_STORED DATA_:
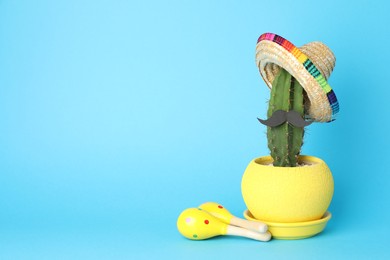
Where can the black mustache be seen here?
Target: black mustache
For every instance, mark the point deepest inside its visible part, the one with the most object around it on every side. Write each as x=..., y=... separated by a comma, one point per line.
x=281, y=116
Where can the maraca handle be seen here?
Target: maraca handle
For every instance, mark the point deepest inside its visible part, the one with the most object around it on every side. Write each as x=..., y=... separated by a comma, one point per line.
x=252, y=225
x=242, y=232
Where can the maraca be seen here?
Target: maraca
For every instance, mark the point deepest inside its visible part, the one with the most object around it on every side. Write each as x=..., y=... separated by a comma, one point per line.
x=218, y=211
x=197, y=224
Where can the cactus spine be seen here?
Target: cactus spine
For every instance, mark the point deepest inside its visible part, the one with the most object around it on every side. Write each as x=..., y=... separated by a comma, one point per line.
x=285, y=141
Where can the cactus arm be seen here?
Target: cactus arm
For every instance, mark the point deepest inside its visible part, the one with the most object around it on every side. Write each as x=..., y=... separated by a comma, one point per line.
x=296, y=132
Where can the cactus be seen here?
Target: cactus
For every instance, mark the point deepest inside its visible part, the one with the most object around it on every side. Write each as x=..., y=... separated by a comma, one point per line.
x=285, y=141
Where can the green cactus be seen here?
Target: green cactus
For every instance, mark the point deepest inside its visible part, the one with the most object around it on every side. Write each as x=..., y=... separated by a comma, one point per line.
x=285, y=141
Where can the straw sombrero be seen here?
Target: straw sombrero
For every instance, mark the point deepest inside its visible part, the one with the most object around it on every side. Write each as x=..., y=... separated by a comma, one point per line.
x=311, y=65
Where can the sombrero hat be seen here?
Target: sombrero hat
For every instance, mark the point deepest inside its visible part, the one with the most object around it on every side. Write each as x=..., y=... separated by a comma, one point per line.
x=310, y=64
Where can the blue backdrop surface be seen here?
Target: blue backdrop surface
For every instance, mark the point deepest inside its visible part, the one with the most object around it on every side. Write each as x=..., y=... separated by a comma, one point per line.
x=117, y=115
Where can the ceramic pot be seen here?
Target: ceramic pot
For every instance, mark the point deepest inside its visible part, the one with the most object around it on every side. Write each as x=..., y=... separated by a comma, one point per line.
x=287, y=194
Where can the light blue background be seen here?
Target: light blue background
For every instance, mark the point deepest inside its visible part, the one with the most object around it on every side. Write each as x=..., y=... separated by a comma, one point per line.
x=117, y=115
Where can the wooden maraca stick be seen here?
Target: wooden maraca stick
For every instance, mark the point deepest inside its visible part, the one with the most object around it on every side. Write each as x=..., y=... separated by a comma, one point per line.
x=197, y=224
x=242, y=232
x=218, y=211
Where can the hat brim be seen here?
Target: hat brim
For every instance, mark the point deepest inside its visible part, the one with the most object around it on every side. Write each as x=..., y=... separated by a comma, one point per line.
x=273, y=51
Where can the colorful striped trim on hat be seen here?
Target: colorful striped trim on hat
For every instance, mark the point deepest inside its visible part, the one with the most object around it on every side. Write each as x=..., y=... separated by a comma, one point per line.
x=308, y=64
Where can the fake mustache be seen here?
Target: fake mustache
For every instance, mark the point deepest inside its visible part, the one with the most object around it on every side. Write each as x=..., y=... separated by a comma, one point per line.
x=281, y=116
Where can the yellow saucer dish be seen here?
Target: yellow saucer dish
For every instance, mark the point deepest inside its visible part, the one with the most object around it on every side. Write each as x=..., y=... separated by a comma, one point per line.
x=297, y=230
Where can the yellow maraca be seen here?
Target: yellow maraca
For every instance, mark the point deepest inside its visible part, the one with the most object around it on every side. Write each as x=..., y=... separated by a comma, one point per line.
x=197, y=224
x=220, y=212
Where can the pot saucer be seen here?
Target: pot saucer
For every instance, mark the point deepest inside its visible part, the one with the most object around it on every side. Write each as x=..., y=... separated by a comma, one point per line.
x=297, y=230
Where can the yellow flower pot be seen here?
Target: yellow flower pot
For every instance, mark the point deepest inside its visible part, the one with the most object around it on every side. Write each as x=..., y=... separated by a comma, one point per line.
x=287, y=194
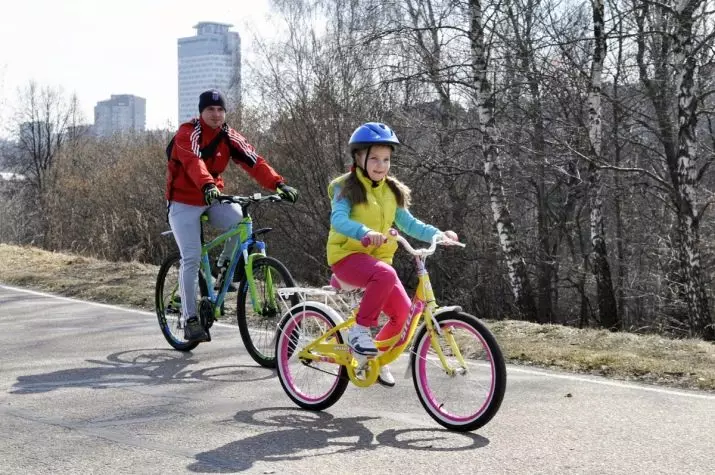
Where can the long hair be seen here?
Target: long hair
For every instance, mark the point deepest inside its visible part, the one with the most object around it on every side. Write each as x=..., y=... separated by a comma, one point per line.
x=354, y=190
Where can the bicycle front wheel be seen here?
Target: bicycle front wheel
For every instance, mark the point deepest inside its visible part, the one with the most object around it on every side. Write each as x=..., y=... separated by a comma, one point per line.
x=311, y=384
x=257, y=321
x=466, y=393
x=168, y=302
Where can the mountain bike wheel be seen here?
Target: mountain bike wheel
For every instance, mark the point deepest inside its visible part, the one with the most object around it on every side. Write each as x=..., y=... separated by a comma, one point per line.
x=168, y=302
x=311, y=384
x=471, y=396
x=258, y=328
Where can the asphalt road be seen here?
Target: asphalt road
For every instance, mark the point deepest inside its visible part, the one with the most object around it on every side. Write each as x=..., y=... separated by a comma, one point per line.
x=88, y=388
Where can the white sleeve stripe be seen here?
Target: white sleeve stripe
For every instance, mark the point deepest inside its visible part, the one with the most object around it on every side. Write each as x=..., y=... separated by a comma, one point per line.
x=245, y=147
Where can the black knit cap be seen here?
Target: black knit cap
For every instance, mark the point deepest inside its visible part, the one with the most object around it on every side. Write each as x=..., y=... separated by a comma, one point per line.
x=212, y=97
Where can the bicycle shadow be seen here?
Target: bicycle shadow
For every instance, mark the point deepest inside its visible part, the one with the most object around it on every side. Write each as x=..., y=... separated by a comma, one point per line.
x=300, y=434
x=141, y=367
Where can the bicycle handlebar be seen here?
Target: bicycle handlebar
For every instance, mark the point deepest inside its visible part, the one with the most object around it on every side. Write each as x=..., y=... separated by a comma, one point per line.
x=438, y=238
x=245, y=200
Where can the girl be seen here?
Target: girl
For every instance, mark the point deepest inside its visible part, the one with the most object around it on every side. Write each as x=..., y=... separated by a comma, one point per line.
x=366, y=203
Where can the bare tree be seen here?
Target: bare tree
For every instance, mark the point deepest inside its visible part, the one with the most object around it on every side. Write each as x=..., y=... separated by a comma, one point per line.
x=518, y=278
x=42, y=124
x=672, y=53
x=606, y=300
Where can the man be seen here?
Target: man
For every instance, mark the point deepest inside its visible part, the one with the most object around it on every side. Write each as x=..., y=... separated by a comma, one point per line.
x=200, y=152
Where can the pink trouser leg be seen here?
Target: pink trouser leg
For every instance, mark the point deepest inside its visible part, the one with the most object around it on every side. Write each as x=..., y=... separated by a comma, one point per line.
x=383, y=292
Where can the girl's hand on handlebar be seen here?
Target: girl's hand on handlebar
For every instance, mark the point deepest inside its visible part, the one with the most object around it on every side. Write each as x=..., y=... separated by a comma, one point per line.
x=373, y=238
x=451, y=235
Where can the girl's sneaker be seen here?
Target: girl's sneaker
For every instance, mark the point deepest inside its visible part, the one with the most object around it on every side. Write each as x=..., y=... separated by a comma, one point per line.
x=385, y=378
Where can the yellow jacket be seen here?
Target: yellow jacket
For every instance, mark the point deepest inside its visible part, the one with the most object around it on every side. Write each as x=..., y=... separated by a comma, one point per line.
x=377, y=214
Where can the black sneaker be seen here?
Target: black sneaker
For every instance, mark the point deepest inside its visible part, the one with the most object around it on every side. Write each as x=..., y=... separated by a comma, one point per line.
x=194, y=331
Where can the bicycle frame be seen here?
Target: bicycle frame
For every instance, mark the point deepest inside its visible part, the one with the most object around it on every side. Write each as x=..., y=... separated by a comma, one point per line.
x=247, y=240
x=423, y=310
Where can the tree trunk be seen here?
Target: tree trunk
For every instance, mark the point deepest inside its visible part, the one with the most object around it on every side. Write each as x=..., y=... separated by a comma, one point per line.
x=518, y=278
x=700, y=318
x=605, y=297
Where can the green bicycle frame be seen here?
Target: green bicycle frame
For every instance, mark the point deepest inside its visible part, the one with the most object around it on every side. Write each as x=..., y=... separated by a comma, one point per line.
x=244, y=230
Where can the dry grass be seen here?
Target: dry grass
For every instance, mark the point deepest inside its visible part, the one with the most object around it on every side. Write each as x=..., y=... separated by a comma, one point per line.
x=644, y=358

_YOUR OBJECTIVE_: Beginning with the line that contains "Where can the bicycle frame be seen here?", quote each line exactly through the last line of the entries above, and nothing beyond them.

_THE OUTPUT_:
Where can the bicycle frame be seen here?
Target: bicycle frame
For every instance, mark the point deepest inside its visible part, the one with the most object around it on every side. Write each as x=..., y=... separated by a comma, one point per line.
x=247, y=240
x=423, y=310
Where can the tree trunk be seen here?
Target: tree trunk
For every instance, mark the point deepest inside its visible part, the one with the most object around it on every side. Write each as x=..., y=... separated by a comma, one point per line.
x=518, y=278
x=700, y=318
x=605, y=297
Where can the green bicycle frame be seen here?
Target: green bicycle frame
For every instance, mark the point deepest inside its visible part, the one with the most object around it on every side. Write each as x=..., y=... separated by a comma, one point per line.
x=244, y=230
Where can the dry grass be seen here?
Target: dry grass
For every instance, mark the point deepest inside its visible part, the one with the most object around it on every side. Write each as x=..., y=... separated by a comma, one point per line.
x=644, y=358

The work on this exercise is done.